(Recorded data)
--------------------
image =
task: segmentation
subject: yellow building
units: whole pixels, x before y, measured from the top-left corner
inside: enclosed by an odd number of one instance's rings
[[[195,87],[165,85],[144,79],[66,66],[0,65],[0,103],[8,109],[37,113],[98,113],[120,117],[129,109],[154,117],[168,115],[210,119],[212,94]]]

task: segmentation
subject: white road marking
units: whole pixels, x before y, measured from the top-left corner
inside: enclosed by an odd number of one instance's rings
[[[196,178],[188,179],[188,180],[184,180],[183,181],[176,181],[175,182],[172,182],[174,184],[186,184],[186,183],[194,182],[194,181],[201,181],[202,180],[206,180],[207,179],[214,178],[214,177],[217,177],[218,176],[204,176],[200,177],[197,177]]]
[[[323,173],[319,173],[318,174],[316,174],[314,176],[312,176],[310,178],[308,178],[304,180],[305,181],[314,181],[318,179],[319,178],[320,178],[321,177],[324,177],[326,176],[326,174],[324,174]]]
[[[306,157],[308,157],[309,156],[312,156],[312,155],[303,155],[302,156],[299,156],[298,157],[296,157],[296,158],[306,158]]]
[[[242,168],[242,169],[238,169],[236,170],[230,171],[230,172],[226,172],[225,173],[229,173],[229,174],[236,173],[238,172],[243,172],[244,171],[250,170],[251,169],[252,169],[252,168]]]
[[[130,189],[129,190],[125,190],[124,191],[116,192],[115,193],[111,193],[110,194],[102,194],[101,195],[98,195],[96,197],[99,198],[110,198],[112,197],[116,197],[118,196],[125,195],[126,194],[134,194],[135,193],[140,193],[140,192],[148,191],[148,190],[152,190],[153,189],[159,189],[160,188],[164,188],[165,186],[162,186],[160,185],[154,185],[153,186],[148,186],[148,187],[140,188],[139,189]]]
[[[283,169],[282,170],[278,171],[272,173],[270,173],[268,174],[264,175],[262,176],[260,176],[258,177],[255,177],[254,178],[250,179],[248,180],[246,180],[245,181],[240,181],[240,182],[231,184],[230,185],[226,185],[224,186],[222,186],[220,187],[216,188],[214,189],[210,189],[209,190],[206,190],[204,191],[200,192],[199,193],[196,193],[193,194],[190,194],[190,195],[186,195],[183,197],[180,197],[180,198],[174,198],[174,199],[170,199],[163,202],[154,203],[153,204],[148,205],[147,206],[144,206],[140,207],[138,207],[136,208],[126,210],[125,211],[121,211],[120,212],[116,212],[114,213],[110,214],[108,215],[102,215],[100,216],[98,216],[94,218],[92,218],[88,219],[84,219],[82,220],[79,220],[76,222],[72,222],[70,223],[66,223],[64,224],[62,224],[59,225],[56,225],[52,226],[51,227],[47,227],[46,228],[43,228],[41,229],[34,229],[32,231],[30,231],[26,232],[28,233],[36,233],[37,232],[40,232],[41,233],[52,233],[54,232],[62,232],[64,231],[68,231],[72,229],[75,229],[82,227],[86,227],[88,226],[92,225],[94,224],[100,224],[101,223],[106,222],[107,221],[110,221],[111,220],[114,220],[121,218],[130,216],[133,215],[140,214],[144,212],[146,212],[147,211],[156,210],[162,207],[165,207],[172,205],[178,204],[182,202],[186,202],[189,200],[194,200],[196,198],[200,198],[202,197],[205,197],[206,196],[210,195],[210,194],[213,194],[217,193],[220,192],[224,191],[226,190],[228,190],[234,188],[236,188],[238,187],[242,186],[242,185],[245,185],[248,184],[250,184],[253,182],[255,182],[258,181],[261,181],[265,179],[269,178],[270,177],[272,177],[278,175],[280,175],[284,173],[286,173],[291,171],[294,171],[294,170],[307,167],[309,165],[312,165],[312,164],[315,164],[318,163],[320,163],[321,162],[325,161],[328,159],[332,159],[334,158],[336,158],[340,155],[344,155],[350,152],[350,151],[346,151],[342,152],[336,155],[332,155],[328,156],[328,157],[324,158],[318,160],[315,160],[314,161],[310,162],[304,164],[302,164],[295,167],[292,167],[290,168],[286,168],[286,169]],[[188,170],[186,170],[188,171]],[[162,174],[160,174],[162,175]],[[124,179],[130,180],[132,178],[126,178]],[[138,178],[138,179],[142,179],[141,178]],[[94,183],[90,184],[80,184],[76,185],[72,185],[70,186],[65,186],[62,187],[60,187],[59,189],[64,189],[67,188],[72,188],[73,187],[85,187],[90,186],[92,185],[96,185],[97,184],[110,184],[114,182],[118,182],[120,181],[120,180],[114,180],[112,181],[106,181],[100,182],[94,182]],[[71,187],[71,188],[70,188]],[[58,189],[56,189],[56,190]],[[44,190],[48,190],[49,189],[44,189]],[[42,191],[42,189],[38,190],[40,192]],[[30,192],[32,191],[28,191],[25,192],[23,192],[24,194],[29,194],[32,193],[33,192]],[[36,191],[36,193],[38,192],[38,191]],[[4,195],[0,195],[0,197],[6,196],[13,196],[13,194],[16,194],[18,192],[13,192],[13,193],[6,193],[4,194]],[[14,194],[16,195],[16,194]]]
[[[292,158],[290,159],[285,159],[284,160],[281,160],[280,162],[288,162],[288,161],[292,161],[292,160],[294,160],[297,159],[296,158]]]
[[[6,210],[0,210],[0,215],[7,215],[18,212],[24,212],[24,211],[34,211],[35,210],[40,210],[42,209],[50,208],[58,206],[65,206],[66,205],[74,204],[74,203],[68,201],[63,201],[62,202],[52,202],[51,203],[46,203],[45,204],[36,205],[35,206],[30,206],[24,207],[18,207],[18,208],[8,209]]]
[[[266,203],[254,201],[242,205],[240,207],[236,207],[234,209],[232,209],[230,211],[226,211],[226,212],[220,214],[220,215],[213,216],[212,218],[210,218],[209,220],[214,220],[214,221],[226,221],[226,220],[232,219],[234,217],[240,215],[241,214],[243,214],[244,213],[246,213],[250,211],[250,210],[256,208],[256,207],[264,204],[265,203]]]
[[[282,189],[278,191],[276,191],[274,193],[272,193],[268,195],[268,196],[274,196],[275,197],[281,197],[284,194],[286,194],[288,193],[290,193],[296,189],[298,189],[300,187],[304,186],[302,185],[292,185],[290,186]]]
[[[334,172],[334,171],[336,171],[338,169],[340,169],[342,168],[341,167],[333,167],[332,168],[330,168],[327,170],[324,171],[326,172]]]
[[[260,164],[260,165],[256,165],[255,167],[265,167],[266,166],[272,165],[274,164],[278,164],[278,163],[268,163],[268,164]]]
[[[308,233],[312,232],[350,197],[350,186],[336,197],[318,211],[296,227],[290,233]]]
--------------------
§ **Instructions to follow**:
Gather every line of the records that contains the word "subject", matching its case exactly.

§ **Solution for this exercise**:
subject: yellow building
subject: white road marking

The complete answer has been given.